### DATA EXCERPTS
++++++++++++++++++++

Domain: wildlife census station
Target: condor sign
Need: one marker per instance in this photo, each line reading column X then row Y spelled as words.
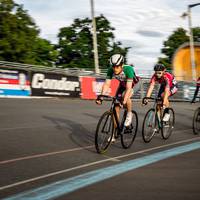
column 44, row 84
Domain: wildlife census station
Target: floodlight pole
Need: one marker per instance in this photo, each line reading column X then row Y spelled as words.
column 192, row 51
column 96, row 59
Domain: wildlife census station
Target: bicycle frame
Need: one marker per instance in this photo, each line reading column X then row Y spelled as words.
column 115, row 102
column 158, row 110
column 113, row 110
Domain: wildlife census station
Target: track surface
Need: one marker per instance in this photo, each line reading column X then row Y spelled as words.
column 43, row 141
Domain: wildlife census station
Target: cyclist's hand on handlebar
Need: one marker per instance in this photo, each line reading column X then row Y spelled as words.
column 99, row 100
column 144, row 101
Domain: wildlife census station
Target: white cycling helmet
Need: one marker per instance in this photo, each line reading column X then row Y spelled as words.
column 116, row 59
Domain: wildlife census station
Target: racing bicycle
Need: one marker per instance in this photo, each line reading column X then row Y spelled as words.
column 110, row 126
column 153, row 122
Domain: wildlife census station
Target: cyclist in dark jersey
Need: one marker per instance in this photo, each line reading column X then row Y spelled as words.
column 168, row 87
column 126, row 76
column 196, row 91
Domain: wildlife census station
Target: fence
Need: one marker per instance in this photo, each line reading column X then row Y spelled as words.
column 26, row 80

++++++++++++++++++++

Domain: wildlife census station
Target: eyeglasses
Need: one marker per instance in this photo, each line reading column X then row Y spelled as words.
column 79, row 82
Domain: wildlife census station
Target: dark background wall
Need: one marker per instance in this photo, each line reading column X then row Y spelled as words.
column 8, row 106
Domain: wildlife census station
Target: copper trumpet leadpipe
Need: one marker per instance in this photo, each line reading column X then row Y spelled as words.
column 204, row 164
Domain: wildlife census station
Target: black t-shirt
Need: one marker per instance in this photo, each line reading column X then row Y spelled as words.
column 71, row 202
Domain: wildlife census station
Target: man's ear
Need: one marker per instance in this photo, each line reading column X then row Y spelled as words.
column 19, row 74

++++++++++++++++++++

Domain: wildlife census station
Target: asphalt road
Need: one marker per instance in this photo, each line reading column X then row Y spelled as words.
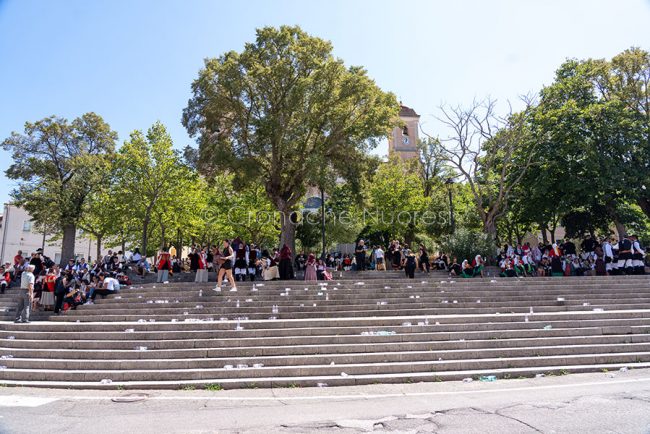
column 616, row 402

++++++++++++++++++++

### ACTIVITY
Count each line of the material that includes "cyclist", and reply with only the count.

### REPLY TO THE TASK
2